A year and a half ago, award-winning bartender James Lee gave up his post as bar manager of theBitter Bar
and beverage director of the Big Red F restaurants to embark on a journey that took him first to Salida and then Denver, where he's worked with Troy Guard, Leigh Sullivan, Robert Thompson and Hosea Rosenberg.
And while he says he learned a lot from that, he's now back on board full-time at the Bitter Bar, albeit in a slightly different role.
"I'm the owner, operator, bartender and dishwasher," he says, explaining that he'll function more like a general manager, since he'll be involved in all aspects of the restaurant. "Michael [Cerretani] is still the bar manager. The best part about coming back are the people who are already there, and I don't want to micro-manage them."
He also insists that he never really left. "I was one of the founding partners and the bar manager," he explains. "Even though I went away for a year and a half for other endeavors, I never really severed ties."

• OBJECTIVES:
**1)** From the Bitter Bar article, return the part that opens with the words containing "A year and a half ago, award-winning" and closes with "and Hosea Rosenberg.", copied word for word.
**2)** According to the Bitter Bar article, who is still the bar manager?
The rows that come after this text have no role here.

• MATERIAL SUPPLIED:
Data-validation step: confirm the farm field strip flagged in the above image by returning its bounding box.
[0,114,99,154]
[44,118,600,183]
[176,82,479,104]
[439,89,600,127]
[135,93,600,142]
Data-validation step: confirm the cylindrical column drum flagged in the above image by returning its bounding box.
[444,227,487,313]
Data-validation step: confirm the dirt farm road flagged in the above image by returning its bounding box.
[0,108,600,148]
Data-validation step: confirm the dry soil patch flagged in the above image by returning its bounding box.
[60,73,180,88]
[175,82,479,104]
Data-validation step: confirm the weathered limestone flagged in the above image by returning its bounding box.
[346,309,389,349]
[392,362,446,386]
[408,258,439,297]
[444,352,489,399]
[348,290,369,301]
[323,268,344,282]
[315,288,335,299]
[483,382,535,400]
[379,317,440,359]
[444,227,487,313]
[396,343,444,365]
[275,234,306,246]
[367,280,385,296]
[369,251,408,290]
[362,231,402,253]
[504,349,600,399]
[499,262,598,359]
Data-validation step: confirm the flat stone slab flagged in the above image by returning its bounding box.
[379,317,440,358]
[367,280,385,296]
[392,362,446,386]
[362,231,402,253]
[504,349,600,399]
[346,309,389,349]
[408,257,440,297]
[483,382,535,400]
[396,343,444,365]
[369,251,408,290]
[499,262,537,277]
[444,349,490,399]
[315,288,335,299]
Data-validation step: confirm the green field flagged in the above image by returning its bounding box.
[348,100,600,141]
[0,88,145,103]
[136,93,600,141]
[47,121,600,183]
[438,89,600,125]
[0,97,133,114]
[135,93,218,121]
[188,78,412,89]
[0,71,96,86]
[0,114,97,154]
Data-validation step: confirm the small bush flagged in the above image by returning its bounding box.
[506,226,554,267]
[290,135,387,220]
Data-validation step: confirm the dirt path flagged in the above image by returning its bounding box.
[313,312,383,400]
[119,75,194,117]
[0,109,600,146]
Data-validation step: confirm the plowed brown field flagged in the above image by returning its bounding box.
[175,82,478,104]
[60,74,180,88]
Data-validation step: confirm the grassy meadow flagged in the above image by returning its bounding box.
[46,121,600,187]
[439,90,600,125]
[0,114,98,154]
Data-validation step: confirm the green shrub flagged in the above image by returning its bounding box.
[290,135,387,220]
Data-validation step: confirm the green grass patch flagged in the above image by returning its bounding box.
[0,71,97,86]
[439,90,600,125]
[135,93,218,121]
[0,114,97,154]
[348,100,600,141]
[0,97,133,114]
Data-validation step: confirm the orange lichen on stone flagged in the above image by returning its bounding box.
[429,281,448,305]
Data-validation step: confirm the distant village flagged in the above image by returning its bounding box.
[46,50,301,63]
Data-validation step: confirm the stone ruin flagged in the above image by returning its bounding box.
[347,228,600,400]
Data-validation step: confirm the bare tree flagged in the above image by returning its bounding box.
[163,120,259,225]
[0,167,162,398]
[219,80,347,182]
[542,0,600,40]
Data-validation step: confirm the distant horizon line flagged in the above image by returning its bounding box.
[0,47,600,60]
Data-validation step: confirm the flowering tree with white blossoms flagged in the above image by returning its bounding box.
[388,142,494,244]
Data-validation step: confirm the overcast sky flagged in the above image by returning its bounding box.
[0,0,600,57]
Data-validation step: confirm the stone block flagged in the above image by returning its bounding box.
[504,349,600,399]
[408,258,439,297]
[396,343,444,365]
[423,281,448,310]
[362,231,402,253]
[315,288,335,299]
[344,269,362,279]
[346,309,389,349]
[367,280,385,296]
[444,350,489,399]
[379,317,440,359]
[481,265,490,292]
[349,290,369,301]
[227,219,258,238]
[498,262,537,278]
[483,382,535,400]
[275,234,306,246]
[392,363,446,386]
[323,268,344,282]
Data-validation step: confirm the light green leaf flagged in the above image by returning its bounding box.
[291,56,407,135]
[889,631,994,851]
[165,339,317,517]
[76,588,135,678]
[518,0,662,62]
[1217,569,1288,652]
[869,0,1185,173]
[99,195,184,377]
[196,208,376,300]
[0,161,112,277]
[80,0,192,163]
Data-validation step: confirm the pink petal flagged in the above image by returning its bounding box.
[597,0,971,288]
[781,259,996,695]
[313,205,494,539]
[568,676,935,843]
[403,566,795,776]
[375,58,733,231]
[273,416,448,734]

• REPLIES:
**1)**
A year and a half ago, award-winning bartender James Lee gave up his post as bar manager of theBitter Bar
and beverage director of the Big Red F restaurants to embark on a journey that took him first to Salida and then Denver, where he's worked with Troy Guard, Leigh Sullivan, Robert Thompson and Hosea Rosenberg.

**2)** Michael Cerretani